EXTRACTED RECORDS:
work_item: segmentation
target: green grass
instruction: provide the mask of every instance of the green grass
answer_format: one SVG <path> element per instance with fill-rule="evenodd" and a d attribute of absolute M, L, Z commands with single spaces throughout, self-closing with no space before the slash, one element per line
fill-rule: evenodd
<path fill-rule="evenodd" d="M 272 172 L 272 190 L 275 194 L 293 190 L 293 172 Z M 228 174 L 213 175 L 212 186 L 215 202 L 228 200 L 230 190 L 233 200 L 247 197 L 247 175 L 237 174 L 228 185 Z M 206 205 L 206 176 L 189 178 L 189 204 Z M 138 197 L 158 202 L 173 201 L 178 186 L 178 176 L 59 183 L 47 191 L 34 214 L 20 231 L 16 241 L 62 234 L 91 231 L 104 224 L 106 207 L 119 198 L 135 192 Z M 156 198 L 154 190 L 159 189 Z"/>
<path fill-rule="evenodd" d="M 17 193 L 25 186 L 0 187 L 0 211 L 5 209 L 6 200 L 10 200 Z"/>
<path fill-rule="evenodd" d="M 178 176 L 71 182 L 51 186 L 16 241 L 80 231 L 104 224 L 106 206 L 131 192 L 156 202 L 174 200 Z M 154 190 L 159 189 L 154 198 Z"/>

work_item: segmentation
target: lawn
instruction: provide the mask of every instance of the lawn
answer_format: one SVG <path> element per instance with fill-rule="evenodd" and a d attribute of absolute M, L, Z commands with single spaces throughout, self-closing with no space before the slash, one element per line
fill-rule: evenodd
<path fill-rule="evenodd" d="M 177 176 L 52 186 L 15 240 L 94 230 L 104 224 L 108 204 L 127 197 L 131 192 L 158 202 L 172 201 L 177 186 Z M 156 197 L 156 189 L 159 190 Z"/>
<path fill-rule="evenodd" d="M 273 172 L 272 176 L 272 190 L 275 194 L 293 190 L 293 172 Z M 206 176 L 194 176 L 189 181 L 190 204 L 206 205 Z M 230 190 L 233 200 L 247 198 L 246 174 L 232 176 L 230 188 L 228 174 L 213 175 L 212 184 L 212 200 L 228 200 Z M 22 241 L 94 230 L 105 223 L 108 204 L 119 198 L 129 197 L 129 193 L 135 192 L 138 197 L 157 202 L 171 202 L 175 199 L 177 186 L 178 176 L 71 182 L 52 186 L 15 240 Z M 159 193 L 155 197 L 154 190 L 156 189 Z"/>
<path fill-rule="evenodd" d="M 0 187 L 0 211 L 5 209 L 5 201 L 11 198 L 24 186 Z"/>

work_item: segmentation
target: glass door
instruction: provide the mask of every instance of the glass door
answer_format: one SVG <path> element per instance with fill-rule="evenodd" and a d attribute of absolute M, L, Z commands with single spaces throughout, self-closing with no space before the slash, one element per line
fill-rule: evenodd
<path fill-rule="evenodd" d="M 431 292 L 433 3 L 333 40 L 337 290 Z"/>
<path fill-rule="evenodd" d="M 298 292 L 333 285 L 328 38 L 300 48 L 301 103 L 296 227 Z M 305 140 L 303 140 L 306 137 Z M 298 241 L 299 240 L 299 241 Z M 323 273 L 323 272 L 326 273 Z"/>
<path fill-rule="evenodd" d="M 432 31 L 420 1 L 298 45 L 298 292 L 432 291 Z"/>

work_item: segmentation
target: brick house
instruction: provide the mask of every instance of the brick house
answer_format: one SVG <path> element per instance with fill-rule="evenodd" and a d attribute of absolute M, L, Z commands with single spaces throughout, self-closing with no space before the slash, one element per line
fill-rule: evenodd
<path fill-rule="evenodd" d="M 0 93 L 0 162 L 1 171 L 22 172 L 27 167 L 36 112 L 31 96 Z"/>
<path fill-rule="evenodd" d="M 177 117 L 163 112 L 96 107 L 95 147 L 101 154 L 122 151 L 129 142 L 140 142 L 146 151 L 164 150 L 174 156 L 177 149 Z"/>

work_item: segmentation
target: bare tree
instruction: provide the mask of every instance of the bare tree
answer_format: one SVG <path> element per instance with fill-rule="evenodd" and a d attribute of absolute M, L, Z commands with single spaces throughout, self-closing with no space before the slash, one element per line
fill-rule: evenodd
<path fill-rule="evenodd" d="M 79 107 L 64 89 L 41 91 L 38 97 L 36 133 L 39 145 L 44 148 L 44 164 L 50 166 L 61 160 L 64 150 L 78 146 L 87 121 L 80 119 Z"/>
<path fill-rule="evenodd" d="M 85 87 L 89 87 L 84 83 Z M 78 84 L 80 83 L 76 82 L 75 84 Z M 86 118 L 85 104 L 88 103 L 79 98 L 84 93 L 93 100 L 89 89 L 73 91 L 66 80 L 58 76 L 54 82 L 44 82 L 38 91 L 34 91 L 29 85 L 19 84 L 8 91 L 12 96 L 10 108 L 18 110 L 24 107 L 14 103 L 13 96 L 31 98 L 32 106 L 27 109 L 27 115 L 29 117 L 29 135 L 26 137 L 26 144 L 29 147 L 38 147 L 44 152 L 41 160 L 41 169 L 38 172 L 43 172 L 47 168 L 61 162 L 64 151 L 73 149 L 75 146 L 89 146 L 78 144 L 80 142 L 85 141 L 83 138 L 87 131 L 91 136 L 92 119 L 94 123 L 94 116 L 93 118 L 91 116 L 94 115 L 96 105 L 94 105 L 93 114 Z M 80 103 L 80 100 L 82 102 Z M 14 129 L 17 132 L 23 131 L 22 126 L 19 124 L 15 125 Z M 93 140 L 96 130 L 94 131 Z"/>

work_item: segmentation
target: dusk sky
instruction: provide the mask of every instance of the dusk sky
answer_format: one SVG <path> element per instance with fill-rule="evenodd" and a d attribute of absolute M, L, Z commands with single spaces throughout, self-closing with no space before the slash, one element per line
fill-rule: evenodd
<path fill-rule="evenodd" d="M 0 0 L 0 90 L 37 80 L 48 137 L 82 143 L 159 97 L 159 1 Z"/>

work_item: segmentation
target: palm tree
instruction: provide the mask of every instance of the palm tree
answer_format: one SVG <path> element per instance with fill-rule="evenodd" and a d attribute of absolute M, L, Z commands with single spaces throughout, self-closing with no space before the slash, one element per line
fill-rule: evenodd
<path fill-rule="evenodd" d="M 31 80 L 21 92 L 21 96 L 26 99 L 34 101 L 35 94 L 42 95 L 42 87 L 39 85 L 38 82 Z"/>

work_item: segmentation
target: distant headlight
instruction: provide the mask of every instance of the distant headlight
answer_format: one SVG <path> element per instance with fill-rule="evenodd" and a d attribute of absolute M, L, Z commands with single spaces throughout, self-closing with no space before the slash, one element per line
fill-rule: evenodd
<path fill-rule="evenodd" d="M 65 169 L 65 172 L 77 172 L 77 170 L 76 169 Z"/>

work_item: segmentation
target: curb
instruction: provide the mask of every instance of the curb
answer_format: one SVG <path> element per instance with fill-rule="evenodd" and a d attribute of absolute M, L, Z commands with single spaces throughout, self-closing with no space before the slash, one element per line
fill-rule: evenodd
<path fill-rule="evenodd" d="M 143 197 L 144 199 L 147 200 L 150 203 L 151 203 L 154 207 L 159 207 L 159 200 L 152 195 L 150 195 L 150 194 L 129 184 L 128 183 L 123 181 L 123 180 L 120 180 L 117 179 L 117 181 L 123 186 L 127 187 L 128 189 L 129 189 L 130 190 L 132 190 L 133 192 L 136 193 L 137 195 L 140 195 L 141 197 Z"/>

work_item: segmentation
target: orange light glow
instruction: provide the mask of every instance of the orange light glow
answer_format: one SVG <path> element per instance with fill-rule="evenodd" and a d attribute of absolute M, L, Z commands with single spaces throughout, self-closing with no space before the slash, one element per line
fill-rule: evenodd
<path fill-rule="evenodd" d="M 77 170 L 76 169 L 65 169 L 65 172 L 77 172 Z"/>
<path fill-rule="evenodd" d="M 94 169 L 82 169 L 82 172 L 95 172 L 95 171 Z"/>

PROBLEM TO WORK ON: Scale the part of the listing that opens at its very beginning and closes with the line containing "272 172 L 272", reproducing every line including the requests. Multiply each coordinate in the answer paths by 1.25 and round to whole numbers, with halves rounded up.

EXERCISE RESULT:
work_item: segmentation
target: green grass
instruction: provide the mask of every instance of the green grass
answer_format: one SVG <path> element per instance with fill-rule="evenodd" and a d attribute of absolute M, L, Z commands with single spaces throughout, self-closing with no space before the slash, one element per line
fill-rule: evenodd
<path fill-rule="evenodd" d="M 340 215 L 340 238 L 344 243 L 366 238 L 366 215 Z M 285 218 L 266 219 L 265 233 L 269 253 L 285 250 L 288 238 L 291 250 L 309 246 L 309 219 L 296 218 L 285 231 Z M 258 256 L 258 220 L 236 223 L 236 255 Z M 173 246 L 198 253 L 216 251 L 223 233 L 223 220 L 74 229 L 59 239 L 43 268 L 25 289 L 20 301 L 78 293 L 114 289 L 130 280 L 133 259 L 149 248 L 169 240 Z M 195 248 L 193 238 L 199 236 Z"/>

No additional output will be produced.